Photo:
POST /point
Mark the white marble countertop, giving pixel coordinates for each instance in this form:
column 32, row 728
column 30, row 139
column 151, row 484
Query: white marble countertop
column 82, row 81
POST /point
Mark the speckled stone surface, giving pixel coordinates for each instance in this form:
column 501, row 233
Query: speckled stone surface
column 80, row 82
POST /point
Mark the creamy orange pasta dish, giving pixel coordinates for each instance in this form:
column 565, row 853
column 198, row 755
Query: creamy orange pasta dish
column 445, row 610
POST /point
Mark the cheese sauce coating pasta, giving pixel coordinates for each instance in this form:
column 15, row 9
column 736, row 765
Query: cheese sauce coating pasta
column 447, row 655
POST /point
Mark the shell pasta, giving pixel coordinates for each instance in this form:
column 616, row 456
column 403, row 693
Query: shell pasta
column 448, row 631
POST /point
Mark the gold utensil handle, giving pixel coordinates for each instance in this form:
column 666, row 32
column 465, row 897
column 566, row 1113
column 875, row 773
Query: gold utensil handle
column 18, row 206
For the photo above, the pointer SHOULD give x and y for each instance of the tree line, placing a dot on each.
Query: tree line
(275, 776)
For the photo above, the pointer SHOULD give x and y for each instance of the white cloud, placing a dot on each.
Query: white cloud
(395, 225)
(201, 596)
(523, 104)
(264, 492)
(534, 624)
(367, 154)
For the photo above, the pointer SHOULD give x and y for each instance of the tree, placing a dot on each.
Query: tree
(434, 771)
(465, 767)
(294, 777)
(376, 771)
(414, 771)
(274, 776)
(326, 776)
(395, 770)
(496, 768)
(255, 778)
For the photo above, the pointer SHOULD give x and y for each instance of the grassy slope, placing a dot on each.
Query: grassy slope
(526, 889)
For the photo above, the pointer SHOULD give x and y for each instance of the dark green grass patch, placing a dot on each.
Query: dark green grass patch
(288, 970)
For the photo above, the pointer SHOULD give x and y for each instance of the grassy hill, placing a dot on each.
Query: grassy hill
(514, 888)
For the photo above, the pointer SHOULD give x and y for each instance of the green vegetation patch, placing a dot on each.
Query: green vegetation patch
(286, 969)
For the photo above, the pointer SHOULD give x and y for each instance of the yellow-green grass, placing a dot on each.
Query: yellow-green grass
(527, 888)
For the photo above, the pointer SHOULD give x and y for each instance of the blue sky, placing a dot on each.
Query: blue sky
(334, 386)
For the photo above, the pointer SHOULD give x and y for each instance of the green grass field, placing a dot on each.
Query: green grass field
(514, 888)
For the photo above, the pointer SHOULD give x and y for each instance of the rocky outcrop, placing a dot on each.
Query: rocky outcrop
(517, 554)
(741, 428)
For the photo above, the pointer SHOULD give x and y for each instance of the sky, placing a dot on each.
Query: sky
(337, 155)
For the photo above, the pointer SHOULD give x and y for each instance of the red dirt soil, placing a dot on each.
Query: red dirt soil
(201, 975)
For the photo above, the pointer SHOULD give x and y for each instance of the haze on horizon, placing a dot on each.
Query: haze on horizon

- [Task to complete]:
A verbatim transcription is needed of the lines above, starting at the line with "hill, placing a dot on each." and ending at the line with "grass, placing a dot on each.", both included, and of nothing else.

- [Solution to the exercise]:
For the photo above, the pointer SHOULD give x and y for each instance of the grassy hill, placing a dot on each.
Query: grassy hill
(514, 888)
For the photo above, the pointer SHOULD give x and y for each instance of the green vegetation patch, placing a dot on each.
Query: green vegetation patch
(286, 969)
For the photo above, the pointer SHOULD give x and y for each instance of the yellow-green grass, placing a dot on each.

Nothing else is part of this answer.